_Aim A:_
Based on the Pig mailing-list thread, explain why Pierre says the first code Shawn suggested does not give him what he needs.
_Aim B:_
Answer these questions from the Pig mailing-list thread:
(i) Under which Pig version does Pierre get ERROR 1200?
(ii) What does Shawn say is not allowed within foreach?
(iii) In Shawn's first suggested code, which function does he name as an alternative to COUNT?
_Aim C:_
Pick up the Pig mailing-list thread from its last line and write what follows.

_Document segment:_
══════

Under pig 0.9.1-SNAPSHOT, I get:
2011-09-14 12:54:10,075 [main] ERROR org.apache.pig.tools.grunt.Grunt - ERROR
1200: <line 7, column 12> Syntax error, unexpected symbol at or near 'y'
Under pig 0.8.1-cdh3u1, I get:
2011-09-14 12:55:35,765 [main] ERROR org.apache.pig.tools.grunt.Grunt - ERROR
1000: Error during parsing. Encountered " <IDENTIFIER> "x "" at line 4, column
15.
Any idea what's the problem?
--
Pierre
On 2011-09-14, at 12:52 PM, Xiaomeng Wan wrote:
> wrong button or what? not sure, anyway, try this:
>
> a = group records by id;
> b = foreach a { x = COUNT(records); y = order records by thevalue; z =
> limit y x*0.95; z1 = order records by thevalue desc; z2 = limit z1
> x*0.9; generate group, z2; }
>
> never try this before, if no luck, you need to find other workaround.
>
> Shawn
>
> On Wed, Sep 14, 2011 at 10:26 AM, Xiaomeng Wan <[email protected]> wrote:
>> Pierre,
>>
>> Union is not allowed within foreach. Fortunately, you donot need it. I
>> just realize the code I give you doesnot generate what you want,
>> actually it generates the complement of what you want. Try something
>> like this:
>>
>> a = group records by id;
>> b = foreach a {
>>
>>
>>
>>
>> On Wed, Sep 14, 2011 at 10:09 AM, Pierre-Luc Brunet
>> <[email protected]> wrote:
>>> Shawn,
>>>
>>> This looks indeed pretty good except for one thing.
>>>
>>> I already do a GROUP on my table in order to group my records by "item". If
>>> I run your code, I end up filtering against the entire data set instead of
>>> filtering each group individually. I tried to put your code inside a
>>> foreach statement without much luck.
>>>
>>> Any idea?
>>>
>>> --
>>> Pierre
>>>
>>>
>>> On 2011-09-13, at 5:49 PM, Xiaomeng Wan wrote:
>>>
>>>> try this:
>>>>
>>>> a = group allrecords all;
>>>> b = foreach a generate COUNT(allrecords) as total; //or COUNT_STAR
>>>>
>>>> c = order allrecords by thevalue;
>>>> d = limit c b.total*0.05;
>>>>
>>>> e = order allrecords by thevalue desc;
>>>> f = limit e b.total*0.05;
>>>>
>>>> g = union d, f;
>>>>
>>>> Shawn
>>>>
>>>> On Tue, Sep 13, 2011 at 2:39 PM, Pierre-Luc Brunet <[email protected]>
>>>> wrote:
>>>>> Question.

══════

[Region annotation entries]

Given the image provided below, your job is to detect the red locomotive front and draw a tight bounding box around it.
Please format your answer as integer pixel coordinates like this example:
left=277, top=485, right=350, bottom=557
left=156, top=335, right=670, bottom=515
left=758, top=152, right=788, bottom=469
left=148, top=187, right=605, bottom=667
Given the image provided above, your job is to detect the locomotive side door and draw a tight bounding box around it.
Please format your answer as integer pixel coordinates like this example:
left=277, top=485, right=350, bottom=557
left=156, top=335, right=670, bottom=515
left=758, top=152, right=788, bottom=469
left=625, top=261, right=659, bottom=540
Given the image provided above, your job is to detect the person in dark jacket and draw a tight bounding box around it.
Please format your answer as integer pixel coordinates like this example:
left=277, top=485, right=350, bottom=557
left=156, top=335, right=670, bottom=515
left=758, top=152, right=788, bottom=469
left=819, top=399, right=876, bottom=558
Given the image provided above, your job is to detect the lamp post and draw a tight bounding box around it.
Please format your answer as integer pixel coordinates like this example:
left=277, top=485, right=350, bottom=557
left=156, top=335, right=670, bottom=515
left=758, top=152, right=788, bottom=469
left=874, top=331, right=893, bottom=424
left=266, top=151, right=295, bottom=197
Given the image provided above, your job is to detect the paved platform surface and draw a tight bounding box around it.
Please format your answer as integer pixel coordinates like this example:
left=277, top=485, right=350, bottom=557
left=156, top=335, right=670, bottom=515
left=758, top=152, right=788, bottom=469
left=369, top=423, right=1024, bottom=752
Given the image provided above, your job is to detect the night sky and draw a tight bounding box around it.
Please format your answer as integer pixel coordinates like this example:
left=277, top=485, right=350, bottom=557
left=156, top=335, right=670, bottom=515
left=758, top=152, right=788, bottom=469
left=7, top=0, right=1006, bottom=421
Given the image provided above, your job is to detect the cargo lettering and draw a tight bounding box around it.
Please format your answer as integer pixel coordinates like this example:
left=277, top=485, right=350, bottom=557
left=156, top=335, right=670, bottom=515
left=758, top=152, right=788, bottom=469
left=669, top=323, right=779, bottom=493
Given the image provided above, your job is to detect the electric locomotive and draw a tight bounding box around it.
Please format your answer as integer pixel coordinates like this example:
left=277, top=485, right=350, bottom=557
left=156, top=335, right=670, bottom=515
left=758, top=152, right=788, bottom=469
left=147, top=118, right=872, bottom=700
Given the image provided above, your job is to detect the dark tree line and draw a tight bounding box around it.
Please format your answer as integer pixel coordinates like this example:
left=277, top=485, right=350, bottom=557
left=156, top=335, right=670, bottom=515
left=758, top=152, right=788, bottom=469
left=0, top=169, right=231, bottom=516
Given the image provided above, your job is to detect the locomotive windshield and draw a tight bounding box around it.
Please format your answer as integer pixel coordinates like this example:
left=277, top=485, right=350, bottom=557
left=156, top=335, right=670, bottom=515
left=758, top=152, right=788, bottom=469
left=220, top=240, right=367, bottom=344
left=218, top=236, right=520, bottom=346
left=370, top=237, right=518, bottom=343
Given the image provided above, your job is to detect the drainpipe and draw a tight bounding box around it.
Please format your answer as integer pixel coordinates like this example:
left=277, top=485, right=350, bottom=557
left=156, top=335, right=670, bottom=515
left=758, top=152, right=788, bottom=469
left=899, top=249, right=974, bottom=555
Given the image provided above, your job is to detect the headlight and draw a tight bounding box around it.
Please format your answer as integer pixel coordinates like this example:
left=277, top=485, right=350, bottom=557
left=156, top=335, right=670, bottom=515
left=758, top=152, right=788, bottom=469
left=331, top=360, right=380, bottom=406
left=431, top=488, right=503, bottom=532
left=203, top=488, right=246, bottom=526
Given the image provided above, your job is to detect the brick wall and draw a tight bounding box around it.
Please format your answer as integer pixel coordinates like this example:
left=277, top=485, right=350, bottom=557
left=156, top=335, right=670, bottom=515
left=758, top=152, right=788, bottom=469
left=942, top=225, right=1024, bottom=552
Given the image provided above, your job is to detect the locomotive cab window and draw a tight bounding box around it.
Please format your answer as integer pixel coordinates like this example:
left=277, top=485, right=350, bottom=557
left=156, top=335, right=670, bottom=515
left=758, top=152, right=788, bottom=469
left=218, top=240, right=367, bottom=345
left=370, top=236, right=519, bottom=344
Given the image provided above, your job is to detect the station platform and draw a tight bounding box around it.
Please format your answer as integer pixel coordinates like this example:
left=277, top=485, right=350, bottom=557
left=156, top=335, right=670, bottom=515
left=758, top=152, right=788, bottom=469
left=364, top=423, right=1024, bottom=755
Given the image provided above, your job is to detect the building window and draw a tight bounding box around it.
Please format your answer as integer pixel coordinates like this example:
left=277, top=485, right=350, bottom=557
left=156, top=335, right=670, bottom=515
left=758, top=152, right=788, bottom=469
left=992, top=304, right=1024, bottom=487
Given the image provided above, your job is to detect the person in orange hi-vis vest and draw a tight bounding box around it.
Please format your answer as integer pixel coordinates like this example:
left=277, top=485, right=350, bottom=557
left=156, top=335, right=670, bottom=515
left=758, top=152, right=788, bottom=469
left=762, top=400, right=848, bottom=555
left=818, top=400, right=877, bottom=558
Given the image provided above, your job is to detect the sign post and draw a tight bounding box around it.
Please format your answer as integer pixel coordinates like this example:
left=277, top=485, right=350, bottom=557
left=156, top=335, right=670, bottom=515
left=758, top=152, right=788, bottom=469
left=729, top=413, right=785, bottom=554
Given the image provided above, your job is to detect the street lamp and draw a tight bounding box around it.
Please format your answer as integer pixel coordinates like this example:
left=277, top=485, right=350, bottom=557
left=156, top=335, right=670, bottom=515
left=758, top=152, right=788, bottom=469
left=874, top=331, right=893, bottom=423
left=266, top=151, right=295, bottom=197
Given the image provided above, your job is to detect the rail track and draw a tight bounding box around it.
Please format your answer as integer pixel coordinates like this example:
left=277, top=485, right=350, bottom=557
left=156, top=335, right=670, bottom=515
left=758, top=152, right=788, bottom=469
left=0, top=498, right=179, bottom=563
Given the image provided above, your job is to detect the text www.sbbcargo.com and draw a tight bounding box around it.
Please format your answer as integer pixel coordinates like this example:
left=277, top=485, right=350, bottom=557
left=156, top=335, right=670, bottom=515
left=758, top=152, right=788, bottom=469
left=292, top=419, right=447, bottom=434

══════

_Exercise result A:_
Pierre already groups his records by "item". When he runs Shawn's code, it filters against the entire data set rather than filtering each group individually.

_Exercise result B:_
(i) Pig 0.9.1-SNAPSHOT.
(ii) Union.
(iii) COUNT_STAR.

_Exercise result C:_
>>>>>
>>>>> What would be the best way in Pig to grab a set of data, find the record
>>>>> that matches the 5th percentile, find the record that matches the 95th
>>>>> percentile and throw away what's before and after that?
>>>>>
>>>>> Obviously, my math doesn't work for this.
>>>>>
>>>>> In hope that it helps clarifying what I'm trying to do, here's how I
>>>>> currently do it in Javascript:
>>>>>
>>>>> result.bid_array.sort(function(a,b) { return a - b; });
>>>>> var bid_p5 = Math.round(5/100 * result.bid_array.length);
>>>>> var bid_p95 = Math.round(95/100 * result.bid_array.length);
>>>>>
>>>>> result.bid_array.splice(bid_p95, result.bid_array.length - (
>>>>> result.bid_array.length - bid_p95));
>>>>> result.bid_array.splice(0, bid_p5);
>>>>>
>>>>> --
>>>>> Pierre-Luc Brunet
>>>>> ZeStuff - http://www.zestuff.com
>>>>>
>>>>> Phone: (877) 5ZESTUFF
>>>>> Mobile: (514) 600-0234
>>>>> Email: [email protected]
>>>>>
>>>>> 9320 Saint-Laurent, #502
>>>>> Montreal, QC, Canada, H2N 1N7
>>>>>
>>>>> On 2011-09-08, at 10:49 PM, Dmitriy Ryaboy wrote:
>>>>>
>>>>>> If you look at the data for #25 you posted below, you will find that
>>>>>> there
>>>>>> is no row such that the price is between 5 and 95%!
>>>>>> khadgar is such an extreme outlier, it moves the 5% line above everyone
>>>>>> else, and of course it itself sets the 100% line.
>>>>>>
>>>>>> D
>>>>>>
>>>>>> On Thu, Sep 8, 2011 at 7:03 PM, Pierre-Luc Brunet
>>>>>> <[email protected]>wrote:
>>>>>>
>>>>>>> That worked except that for some reason, there's a lot of data that is
>>>>>>> missing in the final output (compared to what it should return).
>>>>>>>
>>>>>>> For example, the file I load has these lines:
>>>>>>>
>>>>>>> 7 25 us darkspear a Redacted 4750
>>>>>>> 5000 1
>>>>>>> 8 25 us emerald-dream a Lornadoome 9500
>>>>>>> 10000 1
>>>>>>> 21 25 eu khadgar a Haiibanklol 769499 809999
>>>>>>> 1
>>>>>>> 7 25 us queldorei a Worfgt 27862 34827
>>>>>>> 1
>>>>>>> 3 25 us antonidas a Oldcrafter 19000
>>>>>>> 20000 1
>>>>>>>
>>>>>>> However, when I load up the script http://pastebin.com/Bk8RBAHt (now
>>>>>>> grouped on only one column), I don't have any records with 25 as the
>>>>>>> key.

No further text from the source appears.